About this task: Copy each line of the data below in which the word "given" can be found.

[[ Data excerpts, beginning ]]

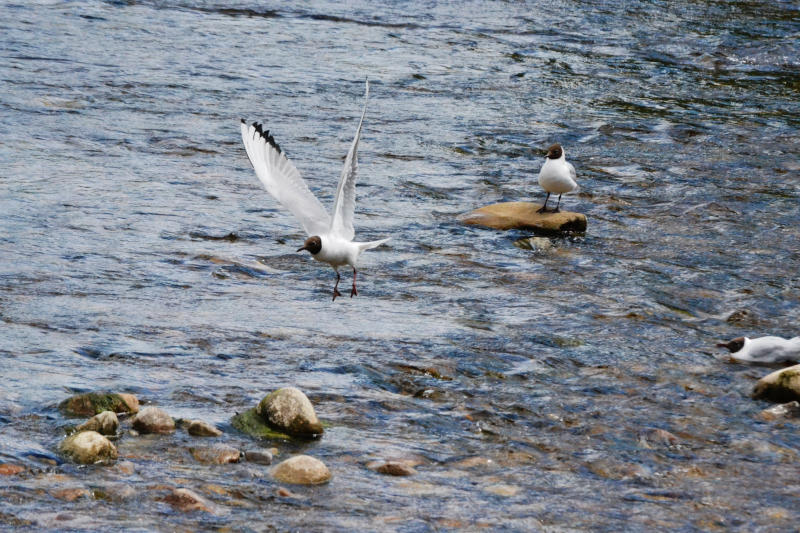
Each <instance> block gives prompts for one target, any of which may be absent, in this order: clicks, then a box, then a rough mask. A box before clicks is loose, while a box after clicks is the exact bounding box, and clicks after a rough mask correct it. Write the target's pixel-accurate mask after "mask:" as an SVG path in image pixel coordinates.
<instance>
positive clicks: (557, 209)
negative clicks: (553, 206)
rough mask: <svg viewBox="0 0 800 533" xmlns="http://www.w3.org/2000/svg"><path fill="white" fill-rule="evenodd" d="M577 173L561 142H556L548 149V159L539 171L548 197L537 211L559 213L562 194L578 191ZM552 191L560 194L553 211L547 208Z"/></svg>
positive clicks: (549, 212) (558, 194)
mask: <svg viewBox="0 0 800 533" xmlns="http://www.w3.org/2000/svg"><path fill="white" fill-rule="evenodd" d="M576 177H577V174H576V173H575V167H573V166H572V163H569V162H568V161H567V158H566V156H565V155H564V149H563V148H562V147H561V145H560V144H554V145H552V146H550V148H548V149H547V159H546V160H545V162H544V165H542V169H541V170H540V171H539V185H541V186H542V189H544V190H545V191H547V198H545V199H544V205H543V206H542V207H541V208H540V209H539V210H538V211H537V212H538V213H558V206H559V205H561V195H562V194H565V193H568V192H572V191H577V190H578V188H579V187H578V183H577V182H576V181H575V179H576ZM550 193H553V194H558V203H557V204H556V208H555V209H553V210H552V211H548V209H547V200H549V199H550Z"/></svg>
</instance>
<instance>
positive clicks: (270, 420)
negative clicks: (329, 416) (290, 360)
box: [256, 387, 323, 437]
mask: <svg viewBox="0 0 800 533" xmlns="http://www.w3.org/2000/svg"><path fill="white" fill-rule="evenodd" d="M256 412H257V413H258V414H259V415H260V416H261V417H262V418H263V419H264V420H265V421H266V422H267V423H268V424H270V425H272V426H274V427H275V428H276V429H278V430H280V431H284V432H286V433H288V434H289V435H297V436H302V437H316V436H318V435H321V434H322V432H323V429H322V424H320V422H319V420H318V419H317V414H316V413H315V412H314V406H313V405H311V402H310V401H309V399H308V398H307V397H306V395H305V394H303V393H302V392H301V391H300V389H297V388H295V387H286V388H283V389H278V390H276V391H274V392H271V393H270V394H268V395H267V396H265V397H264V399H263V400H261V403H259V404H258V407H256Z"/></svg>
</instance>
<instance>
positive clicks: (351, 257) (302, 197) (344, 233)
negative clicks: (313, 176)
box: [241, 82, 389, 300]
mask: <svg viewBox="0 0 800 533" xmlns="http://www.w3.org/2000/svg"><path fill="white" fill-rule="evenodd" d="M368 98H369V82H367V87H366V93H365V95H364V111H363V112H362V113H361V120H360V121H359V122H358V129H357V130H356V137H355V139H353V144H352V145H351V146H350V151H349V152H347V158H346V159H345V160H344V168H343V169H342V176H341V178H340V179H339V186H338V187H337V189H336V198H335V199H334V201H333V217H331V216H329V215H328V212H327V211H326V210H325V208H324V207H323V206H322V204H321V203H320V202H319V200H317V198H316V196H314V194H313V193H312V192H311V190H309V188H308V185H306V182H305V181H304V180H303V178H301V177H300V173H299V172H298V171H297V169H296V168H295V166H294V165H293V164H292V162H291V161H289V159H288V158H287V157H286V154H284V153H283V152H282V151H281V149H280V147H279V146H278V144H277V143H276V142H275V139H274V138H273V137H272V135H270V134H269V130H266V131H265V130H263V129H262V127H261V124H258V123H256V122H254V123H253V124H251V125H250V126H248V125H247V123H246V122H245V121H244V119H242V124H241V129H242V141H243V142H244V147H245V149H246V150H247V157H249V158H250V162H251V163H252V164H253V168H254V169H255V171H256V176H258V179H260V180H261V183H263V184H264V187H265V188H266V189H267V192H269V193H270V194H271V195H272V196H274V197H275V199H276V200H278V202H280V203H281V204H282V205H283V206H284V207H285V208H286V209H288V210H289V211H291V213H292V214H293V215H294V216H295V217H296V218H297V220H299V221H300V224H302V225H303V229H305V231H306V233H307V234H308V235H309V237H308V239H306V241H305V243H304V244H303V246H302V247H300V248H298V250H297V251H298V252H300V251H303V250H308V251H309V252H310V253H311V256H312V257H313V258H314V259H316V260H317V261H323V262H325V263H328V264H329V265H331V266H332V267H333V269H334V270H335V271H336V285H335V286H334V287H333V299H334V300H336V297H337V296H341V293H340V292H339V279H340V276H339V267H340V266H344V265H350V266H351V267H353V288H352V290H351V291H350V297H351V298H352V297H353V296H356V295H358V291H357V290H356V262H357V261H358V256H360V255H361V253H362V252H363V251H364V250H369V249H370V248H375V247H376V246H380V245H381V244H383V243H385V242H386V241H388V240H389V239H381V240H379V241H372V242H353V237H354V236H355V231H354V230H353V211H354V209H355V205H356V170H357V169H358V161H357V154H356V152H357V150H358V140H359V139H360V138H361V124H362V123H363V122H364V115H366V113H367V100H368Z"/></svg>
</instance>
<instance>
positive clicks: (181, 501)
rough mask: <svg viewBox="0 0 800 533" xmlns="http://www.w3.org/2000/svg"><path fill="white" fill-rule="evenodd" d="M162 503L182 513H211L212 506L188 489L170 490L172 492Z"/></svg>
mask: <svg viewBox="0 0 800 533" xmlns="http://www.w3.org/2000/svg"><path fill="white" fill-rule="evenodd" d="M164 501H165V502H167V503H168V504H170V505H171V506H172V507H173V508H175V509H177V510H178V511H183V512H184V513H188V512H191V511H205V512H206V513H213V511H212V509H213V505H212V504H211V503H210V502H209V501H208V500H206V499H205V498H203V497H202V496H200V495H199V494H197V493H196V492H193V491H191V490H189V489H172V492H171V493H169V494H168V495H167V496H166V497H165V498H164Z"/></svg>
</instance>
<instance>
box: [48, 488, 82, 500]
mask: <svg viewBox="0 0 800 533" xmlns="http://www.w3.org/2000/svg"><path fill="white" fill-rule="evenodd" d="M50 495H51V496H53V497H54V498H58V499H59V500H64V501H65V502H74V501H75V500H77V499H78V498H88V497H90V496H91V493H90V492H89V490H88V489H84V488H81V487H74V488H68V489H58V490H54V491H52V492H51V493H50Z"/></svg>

[[ Data excerpts, end ]]
[[ Data excerpts, beginning ]]

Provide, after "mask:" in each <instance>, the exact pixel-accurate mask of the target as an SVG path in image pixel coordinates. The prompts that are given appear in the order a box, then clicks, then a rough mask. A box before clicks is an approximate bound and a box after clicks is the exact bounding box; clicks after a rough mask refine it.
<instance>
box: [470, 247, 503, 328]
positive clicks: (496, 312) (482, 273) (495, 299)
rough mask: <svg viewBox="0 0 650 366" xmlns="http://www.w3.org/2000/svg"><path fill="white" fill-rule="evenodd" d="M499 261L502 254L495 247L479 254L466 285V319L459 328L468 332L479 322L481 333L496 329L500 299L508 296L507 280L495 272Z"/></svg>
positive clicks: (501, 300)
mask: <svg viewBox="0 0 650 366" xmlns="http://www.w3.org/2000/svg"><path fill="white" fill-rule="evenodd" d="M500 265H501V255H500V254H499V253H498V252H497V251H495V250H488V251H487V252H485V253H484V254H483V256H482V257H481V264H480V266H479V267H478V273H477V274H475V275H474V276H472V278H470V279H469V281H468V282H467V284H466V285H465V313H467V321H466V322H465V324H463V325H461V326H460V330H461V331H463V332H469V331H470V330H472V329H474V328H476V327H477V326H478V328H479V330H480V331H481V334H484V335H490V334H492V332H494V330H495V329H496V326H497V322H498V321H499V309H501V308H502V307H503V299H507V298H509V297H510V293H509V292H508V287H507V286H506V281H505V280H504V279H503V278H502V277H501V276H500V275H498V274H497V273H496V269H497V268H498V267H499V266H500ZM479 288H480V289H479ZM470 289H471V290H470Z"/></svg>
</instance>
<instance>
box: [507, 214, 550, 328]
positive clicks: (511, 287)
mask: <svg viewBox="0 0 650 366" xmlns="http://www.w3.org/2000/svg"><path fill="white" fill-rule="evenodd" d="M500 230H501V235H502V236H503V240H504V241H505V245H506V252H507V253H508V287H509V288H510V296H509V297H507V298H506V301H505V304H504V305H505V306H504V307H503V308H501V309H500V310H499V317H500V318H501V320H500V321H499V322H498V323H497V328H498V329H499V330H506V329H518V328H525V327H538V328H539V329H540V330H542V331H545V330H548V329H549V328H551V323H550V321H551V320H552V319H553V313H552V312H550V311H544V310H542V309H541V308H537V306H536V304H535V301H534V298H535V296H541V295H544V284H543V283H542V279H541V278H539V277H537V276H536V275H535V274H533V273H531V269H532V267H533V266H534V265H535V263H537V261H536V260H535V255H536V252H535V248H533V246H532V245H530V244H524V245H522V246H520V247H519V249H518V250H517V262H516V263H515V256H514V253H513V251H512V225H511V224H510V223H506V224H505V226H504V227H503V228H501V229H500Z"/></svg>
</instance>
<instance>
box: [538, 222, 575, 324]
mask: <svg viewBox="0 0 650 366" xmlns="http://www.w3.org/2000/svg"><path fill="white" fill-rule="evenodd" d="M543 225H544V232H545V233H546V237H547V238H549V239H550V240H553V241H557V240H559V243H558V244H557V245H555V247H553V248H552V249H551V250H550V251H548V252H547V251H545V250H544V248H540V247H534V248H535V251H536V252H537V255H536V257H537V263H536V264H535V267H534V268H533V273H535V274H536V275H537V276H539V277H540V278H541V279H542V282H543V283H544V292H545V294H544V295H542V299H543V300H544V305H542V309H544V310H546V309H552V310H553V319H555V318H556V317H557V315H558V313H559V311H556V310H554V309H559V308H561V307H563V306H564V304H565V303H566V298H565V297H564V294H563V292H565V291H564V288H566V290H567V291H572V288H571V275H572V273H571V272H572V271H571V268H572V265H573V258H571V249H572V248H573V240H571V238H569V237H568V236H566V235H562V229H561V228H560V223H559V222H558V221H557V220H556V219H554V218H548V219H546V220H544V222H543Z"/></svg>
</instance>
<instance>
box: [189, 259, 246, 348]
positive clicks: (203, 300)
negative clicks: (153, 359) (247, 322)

[[ Data excerpts, end ]]
[[ Data excerpts, beginning ]]

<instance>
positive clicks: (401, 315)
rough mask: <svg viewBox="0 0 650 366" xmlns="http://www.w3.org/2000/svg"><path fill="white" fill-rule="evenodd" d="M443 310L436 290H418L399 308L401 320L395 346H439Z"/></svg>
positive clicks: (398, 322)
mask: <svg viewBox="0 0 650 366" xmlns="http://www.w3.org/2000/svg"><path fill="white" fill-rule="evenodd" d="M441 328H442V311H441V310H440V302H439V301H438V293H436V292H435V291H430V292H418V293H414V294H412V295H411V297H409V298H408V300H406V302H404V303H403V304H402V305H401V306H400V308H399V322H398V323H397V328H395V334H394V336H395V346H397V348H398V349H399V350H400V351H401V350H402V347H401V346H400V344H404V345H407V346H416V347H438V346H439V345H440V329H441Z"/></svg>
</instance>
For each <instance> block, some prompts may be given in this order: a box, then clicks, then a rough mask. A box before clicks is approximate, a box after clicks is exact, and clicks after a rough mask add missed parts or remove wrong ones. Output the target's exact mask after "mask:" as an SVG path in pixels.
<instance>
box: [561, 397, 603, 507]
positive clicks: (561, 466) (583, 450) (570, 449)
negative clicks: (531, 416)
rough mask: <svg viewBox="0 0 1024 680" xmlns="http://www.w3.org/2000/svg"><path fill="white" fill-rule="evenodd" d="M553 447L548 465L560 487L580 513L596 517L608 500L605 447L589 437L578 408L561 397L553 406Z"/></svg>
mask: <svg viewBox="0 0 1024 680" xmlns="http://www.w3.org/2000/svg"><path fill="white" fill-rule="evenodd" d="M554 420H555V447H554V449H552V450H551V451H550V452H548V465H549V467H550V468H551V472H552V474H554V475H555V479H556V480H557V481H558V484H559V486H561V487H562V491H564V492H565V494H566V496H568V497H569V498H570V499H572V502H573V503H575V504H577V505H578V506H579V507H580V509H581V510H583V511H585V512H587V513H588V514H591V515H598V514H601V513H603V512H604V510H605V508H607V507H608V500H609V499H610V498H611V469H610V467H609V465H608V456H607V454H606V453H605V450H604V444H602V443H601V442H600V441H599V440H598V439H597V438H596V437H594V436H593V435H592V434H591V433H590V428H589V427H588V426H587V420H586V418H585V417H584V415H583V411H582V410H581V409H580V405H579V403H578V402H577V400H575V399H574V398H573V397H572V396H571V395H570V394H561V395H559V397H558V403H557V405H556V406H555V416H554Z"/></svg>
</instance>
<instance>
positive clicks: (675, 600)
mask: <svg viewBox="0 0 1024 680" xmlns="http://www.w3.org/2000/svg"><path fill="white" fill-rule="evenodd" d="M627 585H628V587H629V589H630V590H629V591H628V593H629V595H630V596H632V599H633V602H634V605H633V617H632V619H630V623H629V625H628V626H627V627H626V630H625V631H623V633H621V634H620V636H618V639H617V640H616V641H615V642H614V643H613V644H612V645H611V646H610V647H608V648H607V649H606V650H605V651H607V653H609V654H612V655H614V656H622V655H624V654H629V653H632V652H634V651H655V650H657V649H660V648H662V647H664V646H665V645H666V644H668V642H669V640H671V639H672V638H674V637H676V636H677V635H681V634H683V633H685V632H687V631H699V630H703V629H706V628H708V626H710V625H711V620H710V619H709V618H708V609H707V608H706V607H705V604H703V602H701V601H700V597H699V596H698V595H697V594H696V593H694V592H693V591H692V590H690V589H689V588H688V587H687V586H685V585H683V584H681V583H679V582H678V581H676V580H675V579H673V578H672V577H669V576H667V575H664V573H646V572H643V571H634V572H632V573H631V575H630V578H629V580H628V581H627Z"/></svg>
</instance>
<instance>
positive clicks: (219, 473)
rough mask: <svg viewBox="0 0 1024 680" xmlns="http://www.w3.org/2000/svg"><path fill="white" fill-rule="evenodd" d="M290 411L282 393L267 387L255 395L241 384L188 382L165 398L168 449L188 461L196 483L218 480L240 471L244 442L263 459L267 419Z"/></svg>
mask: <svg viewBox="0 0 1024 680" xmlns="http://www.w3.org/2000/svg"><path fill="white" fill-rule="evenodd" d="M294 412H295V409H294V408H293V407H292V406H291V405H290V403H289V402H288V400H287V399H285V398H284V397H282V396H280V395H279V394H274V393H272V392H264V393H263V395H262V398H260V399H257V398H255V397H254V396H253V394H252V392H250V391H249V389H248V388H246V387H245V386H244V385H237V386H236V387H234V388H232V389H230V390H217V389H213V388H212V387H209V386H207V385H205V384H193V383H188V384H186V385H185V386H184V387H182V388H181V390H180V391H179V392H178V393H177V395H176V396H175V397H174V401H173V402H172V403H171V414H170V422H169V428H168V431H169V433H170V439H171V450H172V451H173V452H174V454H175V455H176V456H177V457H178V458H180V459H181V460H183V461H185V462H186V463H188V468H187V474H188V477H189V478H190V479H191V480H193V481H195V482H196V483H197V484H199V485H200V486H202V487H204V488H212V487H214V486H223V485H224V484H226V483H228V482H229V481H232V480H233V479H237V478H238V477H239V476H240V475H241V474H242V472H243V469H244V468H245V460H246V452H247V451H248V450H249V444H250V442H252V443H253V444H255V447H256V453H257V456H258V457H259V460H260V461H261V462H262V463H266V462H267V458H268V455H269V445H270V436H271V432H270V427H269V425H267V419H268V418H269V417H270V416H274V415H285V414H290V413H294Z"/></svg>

[[ Data excerpts, end ]]

Task response:
Provide, after "mask:" in each <instance>, the exact pixel-accurate mask of the target as an SVG path in image pixel coordinates. The prompts that are given appear in the order a box, then clicks, then a rough mask. A box before clicks is an approximate bound and a box after clicks is the exact bounding box; clicks after a rough mask refine it.
For each <instance> block, some prompts may be given in this order: a box, then clicks, then a rough mask. A box before clicks is approximate, a box after clicks is exact, and clicks after a rough mask add missed parts or remove wrong ones. Output the target's exact mask after "mask:" as an SVG path in pixels.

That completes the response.